Written exercise. Continue the passage about the raven and the dove, starting after its last sentence.

Text excerpt.
____________

The Raven And The Dove

When Noah was about to go forth from the ark he sent out two birds, a raven and a dove. The dove returned, but not the raven. The dove found no rest, and no sustenance, evidently, and came back to its haven of rest, the ark. Picture the surface of the earth strewn with the putrefying bodies of beasts which had perished in the flood. The raven, the unclean bird, would not scruple to eat of these. It could, and would, sustain itself on the dead carcases around.

Is not the lesson to be learned from these two birds very simple? A Christian has the nature of both the raven and the dove. That is, he has the old nature of his natural birth from Adam, and the new nature of the new birth which he received when he believed the gospel and was saved.

____________

Provided data.
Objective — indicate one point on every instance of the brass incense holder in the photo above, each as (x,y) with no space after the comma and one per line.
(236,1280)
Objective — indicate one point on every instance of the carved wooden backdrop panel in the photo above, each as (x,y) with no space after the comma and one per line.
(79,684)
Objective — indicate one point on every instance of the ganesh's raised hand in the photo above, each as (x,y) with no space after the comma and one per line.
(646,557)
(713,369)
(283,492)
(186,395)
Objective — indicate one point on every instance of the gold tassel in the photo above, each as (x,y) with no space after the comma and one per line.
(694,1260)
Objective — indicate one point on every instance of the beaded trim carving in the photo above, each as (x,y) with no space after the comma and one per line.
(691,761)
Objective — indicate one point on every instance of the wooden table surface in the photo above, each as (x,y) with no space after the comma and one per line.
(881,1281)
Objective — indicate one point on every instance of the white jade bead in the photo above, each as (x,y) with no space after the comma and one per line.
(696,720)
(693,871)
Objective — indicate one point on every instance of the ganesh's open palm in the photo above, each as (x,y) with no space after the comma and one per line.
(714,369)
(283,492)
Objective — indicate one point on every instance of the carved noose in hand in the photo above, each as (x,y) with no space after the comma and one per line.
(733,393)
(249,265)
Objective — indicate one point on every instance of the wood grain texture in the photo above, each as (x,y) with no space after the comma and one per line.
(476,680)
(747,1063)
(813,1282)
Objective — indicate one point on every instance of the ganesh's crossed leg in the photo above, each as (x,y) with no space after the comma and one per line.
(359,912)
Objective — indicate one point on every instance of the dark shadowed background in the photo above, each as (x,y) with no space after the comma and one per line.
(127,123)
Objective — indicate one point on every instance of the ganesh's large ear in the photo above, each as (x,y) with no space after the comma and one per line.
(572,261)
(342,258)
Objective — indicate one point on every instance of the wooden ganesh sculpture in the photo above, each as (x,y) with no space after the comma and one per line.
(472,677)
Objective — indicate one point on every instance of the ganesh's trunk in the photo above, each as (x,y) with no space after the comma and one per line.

____________

Reply to the task.
The human mind demands food. There is an abundant supply to meet this demand. Someone has said, "Tell me what you read, and I'll tell you what are;" and the Scripture well says, as a man "thinketh in his heart, so is he." We might ask ourselves the question:To which of the two natures am I catering? Do we seek that which is wholesome, and pure and good?-that which will build up the new man, the man in Christ? The apostle says, "Whatsoever things are true, whatsoever things are honest, whatsoever things are just, whatsoever things are pure, whatsoever things are lovely, whatsoever things are of good report; if there be any virtue, and if there be any praise, think on these things" (Phil. 4:8). Is this our mental attitude toward what we see and hear and read, or are we catering to that other nature, the old carrion-feeding nature which gloats over the "corruption that is in the world through lust"?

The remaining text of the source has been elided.